* [Records for the exercise]:
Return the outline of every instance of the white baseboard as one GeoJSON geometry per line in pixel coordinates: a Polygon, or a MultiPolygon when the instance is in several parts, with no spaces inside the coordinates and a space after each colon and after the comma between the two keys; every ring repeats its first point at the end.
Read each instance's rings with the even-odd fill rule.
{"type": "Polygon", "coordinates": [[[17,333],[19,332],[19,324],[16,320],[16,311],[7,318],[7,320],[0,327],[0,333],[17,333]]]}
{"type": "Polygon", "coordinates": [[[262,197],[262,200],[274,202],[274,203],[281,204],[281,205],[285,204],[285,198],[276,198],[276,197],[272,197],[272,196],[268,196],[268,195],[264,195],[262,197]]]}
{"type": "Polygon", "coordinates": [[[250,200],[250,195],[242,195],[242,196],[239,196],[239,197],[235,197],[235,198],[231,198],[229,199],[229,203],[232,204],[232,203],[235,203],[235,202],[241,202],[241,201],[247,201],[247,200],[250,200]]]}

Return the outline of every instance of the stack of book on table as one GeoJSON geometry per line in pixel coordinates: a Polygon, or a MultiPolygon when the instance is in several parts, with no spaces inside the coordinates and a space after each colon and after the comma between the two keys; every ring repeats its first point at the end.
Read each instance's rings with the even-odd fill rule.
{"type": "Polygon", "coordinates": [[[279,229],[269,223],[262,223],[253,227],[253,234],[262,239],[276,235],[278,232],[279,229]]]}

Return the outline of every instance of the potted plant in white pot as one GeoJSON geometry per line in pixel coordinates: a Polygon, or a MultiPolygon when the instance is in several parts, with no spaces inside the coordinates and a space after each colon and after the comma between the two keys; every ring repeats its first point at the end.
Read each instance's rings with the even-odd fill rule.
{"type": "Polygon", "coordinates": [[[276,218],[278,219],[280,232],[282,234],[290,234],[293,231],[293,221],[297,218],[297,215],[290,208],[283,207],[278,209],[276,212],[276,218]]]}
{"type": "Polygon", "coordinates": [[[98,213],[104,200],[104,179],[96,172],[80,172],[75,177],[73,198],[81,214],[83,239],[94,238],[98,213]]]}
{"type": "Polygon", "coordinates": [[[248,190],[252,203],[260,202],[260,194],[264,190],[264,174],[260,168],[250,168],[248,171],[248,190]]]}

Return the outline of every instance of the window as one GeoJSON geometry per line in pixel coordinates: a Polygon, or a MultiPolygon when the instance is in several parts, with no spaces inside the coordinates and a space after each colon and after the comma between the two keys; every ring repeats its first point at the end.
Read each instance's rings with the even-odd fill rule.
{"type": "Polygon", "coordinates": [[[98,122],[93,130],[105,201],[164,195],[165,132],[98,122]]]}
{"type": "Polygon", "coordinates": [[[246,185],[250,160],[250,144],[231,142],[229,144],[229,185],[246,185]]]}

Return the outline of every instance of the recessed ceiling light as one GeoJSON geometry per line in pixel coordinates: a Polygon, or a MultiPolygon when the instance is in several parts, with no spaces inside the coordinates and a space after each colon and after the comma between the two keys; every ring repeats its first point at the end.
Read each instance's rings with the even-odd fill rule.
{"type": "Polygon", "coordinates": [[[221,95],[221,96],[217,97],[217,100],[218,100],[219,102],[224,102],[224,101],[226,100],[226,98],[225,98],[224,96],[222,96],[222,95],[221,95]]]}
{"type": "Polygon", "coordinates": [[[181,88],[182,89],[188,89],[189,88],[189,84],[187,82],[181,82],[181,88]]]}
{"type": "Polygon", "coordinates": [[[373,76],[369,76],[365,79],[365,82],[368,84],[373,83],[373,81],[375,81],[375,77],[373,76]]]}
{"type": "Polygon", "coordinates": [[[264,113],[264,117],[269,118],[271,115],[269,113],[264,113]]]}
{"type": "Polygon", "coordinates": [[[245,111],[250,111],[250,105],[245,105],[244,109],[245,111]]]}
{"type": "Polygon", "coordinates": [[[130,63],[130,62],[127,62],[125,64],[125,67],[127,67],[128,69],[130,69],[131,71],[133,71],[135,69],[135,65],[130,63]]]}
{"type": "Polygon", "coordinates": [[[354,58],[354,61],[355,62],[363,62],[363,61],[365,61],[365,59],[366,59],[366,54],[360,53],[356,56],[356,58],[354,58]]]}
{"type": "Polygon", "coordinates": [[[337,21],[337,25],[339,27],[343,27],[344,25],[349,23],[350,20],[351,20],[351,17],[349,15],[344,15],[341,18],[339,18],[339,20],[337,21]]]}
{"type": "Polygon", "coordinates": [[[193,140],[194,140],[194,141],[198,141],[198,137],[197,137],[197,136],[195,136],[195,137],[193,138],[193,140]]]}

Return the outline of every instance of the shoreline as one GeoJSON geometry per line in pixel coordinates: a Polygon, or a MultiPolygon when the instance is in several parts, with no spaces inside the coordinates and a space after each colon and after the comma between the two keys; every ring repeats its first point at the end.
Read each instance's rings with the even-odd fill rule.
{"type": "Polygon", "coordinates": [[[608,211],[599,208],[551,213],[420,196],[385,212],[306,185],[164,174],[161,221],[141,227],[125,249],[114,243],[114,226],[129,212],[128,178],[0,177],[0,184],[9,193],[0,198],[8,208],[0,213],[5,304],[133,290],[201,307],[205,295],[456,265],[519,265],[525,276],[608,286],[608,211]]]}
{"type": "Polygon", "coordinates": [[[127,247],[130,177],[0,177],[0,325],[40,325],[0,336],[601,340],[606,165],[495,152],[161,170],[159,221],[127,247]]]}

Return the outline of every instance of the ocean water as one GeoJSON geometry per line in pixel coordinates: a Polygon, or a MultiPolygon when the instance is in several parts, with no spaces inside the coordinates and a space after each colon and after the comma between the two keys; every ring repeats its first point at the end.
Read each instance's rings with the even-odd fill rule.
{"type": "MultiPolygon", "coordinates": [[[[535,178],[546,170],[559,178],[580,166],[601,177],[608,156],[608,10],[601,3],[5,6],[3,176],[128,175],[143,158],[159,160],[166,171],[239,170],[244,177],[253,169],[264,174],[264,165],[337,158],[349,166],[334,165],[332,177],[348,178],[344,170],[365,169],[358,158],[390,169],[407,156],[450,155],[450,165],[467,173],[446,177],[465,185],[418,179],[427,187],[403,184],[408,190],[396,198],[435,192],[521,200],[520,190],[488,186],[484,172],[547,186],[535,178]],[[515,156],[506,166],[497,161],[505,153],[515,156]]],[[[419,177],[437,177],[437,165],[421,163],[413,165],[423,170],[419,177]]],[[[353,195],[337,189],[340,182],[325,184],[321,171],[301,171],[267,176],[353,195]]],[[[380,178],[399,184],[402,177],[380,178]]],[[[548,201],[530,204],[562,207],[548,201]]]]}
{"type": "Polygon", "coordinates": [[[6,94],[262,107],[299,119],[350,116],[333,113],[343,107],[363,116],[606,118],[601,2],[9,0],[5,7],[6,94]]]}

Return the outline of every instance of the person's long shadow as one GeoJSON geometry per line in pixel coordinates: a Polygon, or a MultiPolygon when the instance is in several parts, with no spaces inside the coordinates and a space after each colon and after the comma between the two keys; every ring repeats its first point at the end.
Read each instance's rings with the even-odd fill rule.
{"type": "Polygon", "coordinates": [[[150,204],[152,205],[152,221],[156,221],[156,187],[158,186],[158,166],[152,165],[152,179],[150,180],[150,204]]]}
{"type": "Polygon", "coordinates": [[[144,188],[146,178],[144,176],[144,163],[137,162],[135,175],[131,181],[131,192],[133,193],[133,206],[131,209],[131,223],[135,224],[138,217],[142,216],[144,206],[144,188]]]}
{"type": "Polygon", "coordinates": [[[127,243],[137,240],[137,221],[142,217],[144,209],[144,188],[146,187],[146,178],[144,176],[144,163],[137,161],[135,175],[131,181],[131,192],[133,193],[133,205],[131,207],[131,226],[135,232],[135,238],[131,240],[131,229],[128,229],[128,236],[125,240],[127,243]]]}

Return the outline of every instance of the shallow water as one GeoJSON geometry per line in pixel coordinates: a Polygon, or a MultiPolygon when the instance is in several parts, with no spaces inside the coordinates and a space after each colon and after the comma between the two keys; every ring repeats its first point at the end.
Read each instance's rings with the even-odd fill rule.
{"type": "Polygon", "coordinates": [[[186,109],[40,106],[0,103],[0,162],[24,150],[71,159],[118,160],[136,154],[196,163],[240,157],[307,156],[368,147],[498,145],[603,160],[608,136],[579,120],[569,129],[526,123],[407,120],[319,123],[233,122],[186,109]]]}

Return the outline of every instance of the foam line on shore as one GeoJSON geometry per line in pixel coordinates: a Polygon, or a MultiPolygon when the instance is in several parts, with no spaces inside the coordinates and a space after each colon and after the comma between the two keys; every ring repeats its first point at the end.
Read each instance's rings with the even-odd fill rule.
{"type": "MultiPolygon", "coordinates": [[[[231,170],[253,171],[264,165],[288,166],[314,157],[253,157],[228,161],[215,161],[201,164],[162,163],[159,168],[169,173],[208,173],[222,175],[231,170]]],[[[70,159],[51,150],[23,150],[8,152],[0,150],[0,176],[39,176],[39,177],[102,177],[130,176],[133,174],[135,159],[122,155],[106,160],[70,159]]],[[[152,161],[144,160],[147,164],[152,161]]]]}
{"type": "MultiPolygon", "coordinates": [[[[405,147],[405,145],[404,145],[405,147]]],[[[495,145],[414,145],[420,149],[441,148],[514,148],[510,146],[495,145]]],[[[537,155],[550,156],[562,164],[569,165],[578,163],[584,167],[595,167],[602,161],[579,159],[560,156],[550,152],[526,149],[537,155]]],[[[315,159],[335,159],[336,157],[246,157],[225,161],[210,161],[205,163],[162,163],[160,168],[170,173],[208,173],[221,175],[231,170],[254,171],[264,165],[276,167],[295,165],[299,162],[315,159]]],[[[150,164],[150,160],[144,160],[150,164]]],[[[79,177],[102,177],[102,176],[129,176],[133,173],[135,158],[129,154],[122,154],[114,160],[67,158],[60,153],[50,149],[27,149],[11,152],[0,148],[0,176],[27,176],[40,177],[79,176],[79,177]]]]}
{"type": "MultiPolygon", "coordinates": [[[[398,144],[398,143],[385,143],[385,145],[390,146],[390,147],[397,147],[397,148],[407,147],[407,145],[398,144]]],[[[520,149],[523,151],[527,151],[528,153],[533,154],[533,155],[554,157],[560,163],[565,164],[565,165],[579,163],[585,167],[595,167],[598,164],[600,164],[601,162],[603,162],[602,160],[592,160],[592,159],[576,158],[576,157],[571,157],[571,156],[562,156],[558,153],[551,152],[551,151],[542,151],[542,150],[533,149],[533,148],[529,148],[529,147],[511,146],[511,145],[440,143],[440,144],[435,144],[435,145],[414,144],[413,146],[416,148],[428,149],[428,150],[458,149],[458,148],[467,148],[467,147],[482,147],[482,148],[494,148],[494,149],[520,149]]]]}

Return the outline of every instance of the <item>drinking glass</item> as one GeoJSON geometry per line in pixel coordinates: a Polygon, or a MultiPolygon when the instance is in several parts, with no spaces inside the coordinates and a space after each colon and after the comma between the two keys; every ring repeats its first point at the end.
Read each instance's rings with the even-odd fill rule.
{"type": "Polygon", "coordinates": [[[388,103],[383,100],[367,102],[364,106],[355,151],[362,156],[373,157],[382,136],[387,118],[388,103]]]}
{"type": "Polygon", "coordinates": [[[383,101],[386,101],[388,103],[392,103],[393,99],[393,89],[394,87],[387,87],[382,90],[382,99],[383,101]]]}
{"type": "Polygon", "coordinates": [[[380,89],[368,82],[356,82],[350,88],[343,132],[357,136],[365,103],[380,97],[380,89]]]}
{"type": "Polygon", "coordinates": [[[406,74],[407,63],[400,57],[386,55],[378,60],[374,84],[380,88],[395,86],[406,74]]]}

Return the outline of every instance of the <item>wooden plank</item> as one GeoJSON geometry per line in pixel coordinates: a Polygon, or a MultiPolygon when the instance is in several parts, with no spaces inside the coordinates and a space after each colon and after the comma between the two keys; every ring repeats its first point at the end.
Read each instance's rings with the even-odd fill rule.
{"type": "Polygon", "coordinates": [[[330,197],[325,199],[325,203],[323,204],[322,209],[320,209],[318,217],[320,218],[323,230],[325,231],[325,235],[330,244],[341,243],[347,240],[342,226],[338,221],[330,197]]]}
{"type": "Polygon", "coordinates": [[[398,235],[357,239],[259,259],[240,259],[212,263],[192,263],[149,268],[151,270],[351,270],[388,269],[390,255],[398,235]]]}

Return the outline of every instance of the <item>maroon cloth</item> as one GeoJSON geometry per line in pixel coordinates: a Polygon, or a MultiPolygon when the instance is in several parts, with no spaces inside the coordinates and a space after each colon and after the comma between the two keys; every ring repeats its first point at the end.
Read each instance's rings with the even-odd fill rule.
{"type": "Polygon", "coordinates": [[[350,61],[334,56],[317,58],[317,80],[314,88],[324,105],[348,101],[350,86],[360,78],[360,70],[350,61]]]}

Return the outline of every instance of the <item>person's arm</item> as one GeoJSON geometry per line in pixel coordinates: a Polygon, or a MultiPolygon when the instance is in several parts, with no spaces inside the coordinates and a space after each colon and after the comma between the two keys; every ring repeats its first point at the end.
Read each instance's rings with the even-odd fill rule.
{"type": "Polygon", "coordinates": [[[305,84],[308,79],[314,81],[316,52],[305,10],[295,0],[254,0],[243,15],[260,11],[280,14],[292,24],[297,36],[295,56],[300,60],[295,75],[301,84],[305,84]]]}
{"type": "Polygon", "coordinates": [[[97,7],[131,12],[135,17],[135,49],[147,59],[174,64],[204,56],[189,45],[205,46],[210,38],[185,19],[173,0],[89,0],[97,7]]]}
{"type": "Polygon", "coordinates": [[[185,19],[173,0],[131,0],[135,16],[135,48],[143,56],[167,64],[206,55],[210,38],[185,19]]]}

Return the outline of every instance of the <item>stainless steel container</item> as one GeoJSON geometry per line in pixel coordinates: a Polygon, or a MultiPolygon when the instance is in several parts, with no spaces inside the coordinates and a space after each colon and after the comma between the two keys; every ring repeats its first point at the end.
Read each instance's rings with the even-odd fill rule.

* [Task goal]:
In the data above, which lines include "white"? Return those lines.

* [Response to the exercise]:
Return the outline of every instance of the white baseboard as one GeoJSON geometry per line in pixel coordinates: a Polygon, or a MultiPolygon when the instance is in several parts, with no spaces inside the coordinates and a space after each colon and after the comma between the two keys; every ring repeats its first point at the end.
Return the outline of every instance of the potted plant in white pot as one GeoJSON geometry per line in pixel coordinates: a Polygon, or a MultiPolygon when the instance is in several parts, with no spaces inside the coordinates and a space after each colon and after the comma between the two keys; every ring repeats its first point at the end.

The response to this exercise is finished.